▶ _Excerpt_:
Mountain in Al-Ahsa Governorate, Saudi Arabia

Al-arba' Mountain is one of the mountains in Al-Ahsa Governorate, in the Eastern Province of Saudi Arabia. It is located on the road heading to Qatar. It is one of a group of mountains in Al-Ahsa such as Al-Qara, Al-Shu'ba, Abu Hussais and Kanzan. Al-arba' Mountain gets its name from its inclusion of three closely spaced mountains and a separate one. The mountain is located 22 kilometers southeast of Hofuf.

== Location ==
To the north of the mountain is also the town of Taraf, about 6 kilometers away.

== Name ==
The mountain is named after the presence of four mountains (Al-Qara, Al-Shu'ba, Abu Hassis and Kanzan), three in close proximity and one slightly farther away.

== Description ==
The mountain consists of four cone-shaped plateaus, two of which are contiguous, possibly formed by erosion from a single mountain, due to their clay nature.

== Tourism ==
The mountain is considered historical and archaeological attraction in the Eastern Province. It is one of the points to see the annular eclipse, which is considered a rare cosmic phenomenon.

== History ==
Several tribes settled the mountain. Nearby is the Mujasah Palace, which was the residence of King Abdulaziz.

== Plateaus ==
=== Abu Hassis Mountain ===
It is also known as Abu al-Jamajim Mountain because a battle took place there between the people of the village of Tuwaithir and the Bani Khalid Tribe in the old days, and it has an older name Safa from the days of what is known in the Islamic narrative the time of Jahiliyah.

▶ _The data_:
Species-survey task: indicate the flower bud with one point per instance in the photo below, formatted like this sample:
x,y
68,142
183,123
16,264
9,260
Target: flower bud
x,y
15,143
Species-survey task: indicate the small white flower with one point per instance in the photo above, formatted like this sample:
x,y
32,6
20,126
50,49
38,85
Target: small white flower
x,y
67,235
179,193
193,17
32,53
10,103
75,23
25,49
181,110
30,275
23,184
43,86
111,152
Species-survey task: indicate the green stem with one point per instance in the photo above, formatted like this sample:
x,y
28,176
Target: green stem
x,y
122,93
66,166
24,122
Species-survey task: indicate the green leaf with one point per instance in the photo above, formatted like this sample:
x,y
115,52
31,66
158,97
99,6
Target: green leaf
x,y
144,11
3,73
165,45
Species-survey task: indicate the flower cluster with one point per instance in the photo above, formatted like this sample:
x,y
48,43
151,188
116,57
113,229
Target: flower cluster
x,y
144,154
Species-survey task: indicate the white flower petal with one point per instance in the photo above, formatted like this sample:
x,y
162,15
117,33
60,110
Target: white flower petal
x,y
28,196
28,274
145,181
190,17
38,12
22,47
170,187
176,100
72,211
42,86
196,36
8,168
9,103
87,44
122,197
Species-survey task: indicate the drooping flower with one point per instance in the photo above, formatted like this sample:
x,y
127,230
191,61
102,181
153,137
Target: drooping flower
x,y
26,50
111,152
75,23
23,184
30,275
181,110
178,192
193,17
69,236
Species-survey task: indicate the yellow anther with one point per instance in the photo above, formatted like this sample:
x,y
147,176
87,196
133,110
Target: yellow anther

▶ _Action item 1_:
Answer these from the Al-arba' Mountain text.
(a) How far southeast of Hofuf is the mountain?
(b) Which town lies about 6 kilometers to the north of the mountain?
(c) Whose residence was the nearby Mujasah Palace?
▶ _Action item 2_:
Copy the stretch of the Al-arba' Mountain text from "Mountain in Al-Ahsa" through "6 kilometers away." word for word.
▶ _Action item 3_:
Write the next part of the Al-arba' Mountain text, starting after its last sentence.
The material comes from a different source than the Al-arba' Mountain text.

▶ _Written response 1_:
(a) 22 kilometers
(b) Taraf
(c) King Abdulaziz

▶ _Written response 2_:
Mountain in Al-Ahsa Governorate, Saudi Arabia

Al-arba' Mountain is one of the mountains in Al-Ahsa Governorate, in the Eastern Province of Saudi Arabia. It is located on the road heading to Qatar. It is one of a group of mountains in Al-Ahsa such as Al-Qara, Al-Shu'ba, Abu Hussais and Kanzan. Al-arba' Mountain gets its name from its inclusion of three closely spaced mountains and a separate one. The mountain is located 22 kilometers southeast of Hofuf.

== Location ==
To the north of the mountain is also the town of Taraf, about 6 kilometers away.

▶ _Written response 3_:
It is located at the northern end of Tuwaithir village, adjacent to Al-Ahsa National Park.

=== Al-Mashqar Mountain, known as Ras al-Jabal ===
It is located in the town of Al-Qara and is an archaeological site where at the top of the mountain was an old fortress known as Al-Mashqar with a well dug in the rocky hollow of the mountain to reach a spring under the mountain called Ain Al-Khasif. It was used to water the fortified forces during periods of siege. According to Dr. Afif Abdul Rahman in his book "Poetry and the Days of the Arabs in the Jahiliyah Era": "The War of Al-Mashqar, also known as the Safqa Day, was between Tamim and the Persian governor in Yemen, in it, Bazam the governor of Kisra in Yemen, sent a caravan carrying clothes and musk to Kisra, but the Banu Hanzala Bin Yarbou Tribe intercepted the caravan and killed its guards. The news reached Kisra, and through his governor at Al-Mashqar, he set a trap for Tamim in a year of drought, and killed a large number of them".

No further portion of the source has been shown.